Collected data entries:
▬▬▬
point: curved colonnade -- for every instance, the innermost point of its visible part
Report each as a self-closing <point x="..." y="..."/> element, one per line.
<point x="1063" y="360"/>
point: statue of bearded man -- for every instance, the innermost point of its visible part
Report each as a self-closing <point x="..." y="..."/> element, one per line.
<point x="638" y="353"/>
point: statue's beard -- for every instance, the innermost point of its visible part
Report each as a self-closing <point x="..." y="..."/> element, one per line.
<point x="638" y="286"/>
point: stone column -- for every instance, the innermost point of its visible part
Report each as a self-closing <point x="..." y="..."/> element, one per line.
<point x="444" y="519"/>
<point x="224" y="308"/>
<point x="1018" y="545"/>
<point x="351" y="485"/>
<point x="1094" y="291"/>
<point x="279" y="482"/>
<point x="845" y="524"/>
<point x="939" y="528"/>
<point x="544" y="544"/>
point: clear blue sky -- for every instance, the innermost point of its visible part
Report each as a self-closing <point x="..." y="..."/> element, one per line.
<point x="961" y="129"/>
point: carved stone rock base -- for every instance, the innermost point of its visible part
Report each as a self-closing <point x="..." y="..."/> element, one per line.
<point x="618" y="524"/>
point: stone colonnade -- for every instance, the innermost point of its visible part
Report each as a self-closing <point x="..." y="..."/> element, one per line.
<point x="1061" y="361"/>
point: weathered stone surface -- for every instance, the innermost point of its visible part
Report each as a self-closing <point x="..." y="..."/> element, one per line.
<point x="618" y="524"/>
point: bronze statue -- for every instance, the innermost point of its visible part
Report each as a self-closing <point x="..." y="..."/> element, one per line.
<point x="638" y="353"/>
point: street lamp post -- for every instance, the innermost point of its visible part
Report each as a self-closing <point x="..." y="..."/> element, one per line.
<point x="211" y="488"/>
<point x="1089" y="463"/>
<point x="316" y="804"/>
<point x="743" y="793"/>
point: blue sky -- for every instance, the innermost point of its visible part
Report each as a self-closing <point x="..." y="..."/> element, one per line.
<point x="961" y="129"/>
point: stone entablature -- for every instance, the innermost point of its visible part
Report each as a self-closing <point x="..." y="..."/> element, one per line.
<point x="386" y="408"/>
▬▬▬
STATED PROBLEM
Rename "colonnade" to "portico" everywhere it occurs in the items above, and reproduce them with nothing else altered.

TASK OUTPUT
point: curved portico -- for every instance, the innermost point of its visible part
Report each as a self-closing <point x="..." y="..."/> element, one per line.
<point x="1063" y="360"/>
point: statue of bearded man -- for every instance, the innermost point of its visible part
Report each as a self-closing <point x="..." y="..."/> element, one per line.
<point x="638" y="353"/>
point: statue's beard -- for every instance, the innermost point of its visible part
Report each as a self-closing <point x="..." y="..."/> element, one per line.
<point x="638" y="286"/>
point: stone column -- for every instance, the innermost point of its visible part
Report each as a self-closing <point x="..." y="..."/> element, one per line.
<point x="444" y="519"/>
<point x="224" y="308"/>
<point x="1018" y="545"/>
<point x="351" y="485"/>
<point x="1094" y="291"/>
<point x="279" y="482"/>
<point x="845" y="524"/>
<point x="939" y="528"/>
<point x="544" y="544"/>
point: clear blue sky -- for every instance, the innermost point of its visible part
Report each as a self-closing <point x="..." y="..."/> element, one per line.
<point x="961" y="129"/>
point: carved stone rock base -- for every instance, the innermost point of its visible part
Report each as a self-closing <point x="..." y="..."/> element, one per line.
<point x="618" y="524"/>
point: stone portico -- for every instance, the innermost point of its visible part
Report each as a self-closing <point x="..." y="..."/> element, one per line.
<point x="1061" y="361"/>
point: weathered stone surface -- for every instance, the innermost point of its visible part
Report each as a self-closing <point x="..." y="..."/> element, one per line.
<point x="618" y="524"/>
point: bronze statue -- for every instance, the innermost point of its visible part
Report each as a self-closing <point x="..." y="..."/> element, one per line.
<point x="638" y="353"/>
point: street lamp post -- for every instance, the innermost point of its visible part
Report each as a self-closing <point x="..." y="..."/> element, one per line.
<point x="211" y="488"/>
<point x="1089" y="463"/>
<point x="316" y="804"/>
<point x="743" y="793"/>
point: blue sky -- for every instance, the innermost point of its visible part
Report each as a self-closing <point x="..." y="..."/> element, one per line.
<point x="961" y="129"/>
point: stone entablature -- for every instance, the innermost point of its visible part
Report each as a self-closing <point x="..." y="..."/> element, one per line.
<point x="386" y="408"/>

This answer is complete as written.